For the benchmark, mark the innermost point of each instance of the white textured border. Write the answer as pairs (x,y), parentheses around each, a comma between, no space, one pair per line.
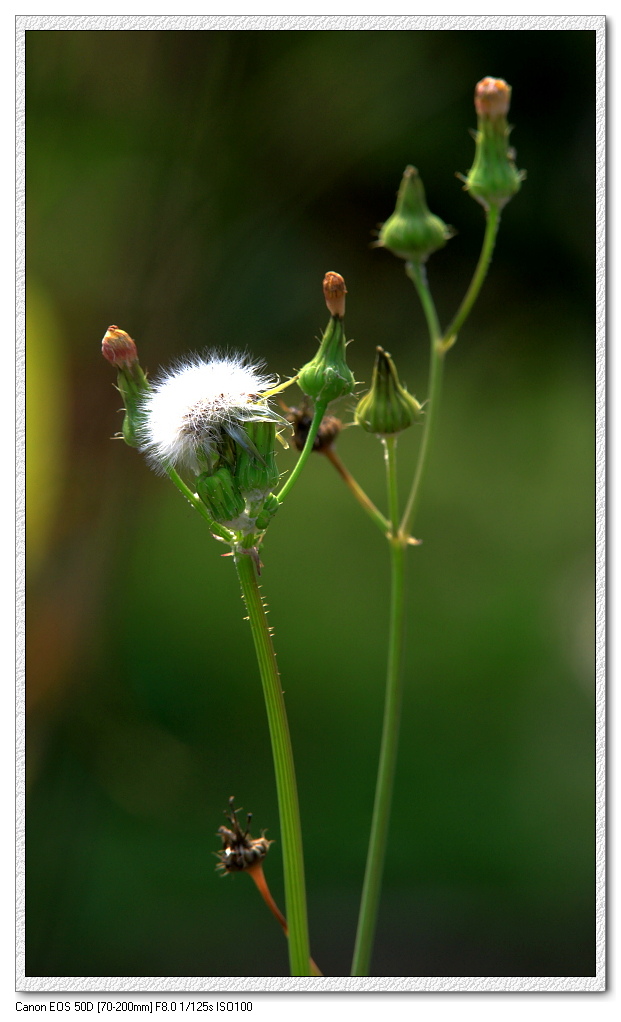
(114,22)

* * *

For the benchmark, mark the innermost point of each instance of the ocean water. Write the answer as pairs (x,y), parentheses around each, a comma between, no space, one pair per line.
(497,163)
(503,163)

...

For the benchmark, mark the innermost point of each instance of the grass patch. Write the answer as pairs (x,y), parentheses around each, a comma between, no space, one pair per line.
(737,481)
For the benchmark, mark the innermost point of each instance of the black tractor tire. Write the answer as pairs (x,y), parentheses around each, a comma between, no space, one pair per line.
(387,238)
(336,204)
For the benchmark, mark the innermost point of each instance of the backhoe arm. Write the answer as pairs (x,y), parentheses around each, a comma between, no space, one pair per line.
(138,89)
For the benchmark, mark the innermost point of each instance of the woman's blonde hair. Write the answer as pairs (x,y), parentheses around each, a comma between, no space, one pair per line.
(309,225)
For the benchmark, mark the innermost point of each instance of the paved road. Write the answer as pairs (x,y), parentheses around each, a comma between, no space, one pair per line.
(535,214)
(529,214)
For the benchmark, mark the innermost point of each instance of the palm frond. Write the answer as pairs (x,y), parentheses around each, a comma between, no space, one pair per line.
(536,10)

[WHAT YOU HAVE TO DO] Give the number of lines in the items above that contain the string "border", treating uppercase and lowercase as distinct. Reply with the number only.

[SOLVED PROBLEM] 1